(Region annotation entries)
** Begin **

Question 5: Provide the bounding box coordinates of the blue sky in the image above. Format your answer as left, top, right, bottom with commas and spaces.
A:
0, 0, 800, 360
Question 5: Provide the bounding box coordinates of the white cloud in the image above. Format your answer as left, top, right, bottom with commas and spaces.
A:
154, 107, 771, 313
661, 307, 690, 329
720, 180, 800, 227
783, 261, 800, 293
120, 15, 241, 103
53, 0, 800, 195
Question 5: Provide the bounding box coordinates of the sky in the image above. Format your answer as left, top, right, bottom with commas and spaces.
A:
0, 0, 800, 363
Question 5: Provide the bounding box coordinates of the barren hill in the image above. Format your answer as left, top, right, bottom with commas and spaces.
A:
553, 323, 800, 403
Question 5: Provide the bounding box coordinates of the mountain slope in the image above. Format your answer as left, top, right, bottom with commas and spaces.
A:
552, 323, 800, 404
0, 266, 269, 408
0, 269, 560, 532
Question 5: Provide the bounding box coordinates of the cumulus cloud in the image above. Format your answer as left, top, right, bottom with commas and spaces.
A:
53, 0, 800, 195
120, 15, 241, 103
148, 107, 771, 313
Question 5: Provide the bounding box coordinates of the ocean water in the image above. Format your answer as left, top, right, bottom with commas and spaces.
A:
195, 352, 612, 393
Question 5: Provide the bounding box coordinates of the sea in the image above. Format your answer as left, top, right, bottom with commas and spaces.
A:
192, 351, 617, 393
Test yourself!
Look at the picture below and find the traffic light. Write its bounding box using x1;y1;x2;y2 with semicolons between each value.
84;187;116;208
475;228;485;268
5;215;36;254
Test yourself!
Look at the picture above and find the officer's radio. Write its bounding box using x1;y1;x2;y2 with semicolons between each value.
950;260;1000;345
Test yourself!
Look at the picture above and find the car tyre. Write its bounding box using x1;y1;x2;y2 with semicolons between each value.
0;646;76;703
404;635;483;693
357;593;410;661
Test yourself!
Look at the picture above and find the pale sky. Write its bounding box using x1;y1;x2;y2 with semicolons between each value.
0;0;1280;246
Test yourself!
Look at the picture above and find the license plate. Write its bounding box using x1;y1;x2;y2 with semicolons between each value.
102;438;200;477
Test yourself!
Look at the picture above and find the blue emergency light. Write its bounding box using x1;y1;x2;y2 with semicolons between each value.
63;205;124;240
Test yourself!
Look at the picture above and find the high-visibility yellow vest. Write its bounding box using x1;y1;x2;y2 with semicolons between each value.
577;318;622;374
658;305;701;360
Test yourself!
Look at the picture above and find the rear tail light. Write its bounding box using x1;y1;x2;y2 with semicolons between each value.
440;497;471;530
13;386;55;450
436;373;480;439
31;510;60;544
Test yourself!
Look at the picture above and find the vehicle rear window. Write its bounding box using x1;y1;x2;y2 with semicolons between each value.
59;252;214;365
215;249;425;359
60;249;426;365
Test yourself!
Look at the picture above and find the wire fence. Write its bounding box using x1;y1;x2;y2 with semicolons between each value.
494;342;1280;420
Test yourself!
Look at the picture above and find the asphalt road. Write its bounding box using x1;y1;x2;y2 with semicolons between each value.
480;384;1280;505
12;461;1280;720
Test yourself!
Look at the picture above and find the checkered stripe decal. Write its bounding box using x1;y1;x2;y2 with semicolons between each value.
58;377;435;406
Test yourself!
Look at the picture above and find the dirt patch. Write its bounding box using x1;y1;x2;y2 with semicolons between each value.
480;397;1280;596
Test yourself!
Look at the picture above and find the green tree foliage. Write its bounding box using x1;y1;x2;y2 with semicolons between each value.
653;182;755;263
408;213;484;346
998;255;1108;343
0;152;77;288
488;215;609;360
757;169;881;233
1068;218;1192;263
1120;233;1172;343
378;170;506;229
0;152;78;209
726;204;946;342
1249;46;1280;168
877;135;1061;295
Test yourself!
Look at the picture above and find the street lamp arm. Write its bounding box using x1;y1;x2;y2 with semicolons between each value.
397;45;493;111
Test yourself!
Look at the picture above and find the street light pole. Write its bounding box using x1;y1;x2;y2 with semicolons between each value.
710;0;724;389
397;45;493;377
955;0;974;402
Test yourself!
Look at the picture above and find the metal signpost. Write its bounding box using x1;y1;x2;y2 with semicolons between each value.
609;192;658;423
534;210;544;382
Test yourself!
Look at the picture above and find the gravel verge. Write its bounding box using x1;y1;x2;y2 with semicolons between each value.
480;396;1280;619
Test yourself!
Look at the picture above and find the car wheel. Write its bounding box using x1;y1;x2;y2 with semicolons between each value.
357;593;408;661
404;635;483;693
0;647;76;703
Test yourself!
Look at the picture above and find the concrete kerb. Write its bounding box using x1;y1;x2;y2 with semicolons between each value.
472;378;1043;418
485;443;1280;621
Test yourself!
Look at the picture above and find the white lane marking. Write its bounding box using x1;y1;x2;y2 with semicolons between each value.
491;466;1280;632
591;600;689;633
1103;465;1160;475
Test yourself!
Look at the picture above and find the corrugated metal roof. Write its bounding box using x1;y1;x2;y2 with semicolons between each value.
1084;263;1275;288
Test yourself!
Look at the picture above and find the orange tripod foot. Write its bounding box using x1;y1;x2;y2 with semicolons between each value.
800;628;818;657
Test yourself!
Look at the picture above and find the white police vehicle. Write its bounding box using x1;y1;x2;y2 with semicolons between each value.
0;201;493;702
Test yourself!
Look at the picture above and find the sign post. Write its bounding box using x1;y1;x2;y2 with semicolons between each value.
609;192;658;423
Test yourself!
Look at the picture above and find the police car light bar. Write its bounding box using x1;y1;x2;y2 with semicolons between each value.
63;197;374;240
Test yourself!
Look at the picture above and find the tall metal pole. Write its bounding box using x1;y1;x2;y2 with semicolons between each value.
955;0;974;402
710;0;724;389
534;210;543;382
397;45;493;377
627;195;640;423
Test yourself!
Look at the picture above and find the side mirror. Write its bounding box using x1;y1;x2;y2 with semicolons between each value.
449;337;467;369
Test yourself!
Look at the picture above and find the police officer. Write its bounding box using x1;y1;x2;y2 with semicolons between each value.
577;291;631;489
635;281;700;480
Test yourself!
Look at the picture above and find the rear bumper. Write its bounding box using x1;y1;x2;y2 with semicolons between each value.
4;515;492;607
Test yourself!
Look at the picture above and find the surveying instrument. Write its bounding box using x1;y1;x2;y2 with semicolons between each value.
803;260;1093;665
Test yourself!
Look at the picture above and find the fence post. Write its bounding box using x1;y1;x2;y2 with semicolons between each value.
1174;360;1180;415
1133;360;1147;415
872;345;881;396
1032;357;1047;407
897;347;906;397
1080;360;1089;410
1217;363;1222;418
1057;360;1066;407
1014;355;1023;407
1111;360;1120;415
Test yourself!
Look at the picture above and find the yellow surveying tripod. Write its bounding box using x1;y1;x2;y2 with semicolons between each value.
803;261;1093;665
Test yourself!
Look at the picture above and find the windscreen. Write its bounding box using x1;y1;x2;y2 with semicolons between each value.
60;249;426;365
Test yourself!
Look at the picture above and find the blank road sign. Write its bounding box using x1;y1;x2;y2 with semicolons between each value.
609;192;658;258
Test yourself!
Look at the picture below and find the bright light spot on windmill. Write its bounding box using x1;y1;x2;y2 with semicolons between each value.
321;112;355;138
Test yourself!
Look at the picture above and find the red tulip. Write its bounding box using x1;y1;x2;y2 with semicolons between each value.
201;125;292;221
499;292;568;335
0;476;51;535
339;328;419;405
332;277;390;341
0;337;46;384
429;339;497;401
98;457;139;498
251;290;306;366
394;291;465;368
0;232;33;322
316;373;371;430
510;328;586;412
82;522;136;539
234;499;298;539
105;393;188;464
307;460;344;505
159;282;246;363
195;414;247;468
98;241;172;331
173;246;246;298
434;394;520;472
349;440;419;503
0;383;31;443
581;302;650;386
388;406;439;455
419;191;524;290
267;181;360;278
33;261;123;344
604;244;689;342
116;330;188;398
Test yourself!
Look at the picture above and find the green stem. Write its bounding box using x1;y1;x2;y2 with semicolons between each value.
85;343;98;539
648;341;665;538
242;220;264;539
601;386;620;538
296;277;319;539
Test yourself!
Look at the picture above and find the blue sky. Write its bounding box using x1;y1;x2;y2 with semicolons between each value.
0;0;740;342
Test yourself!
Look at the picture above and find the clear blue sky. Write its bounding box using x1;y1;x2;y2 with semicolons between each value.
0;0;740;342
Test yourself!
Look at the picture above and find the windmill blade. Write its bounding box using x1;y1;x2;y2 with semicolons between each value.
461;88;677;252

** End **

**WORK TO BE COMPLETED:**
Determine how many lines in the material above contain the string "road", treating uppercase and lowercase as distinct. Reply with the number alone.

**TASK SOLUTION:**
2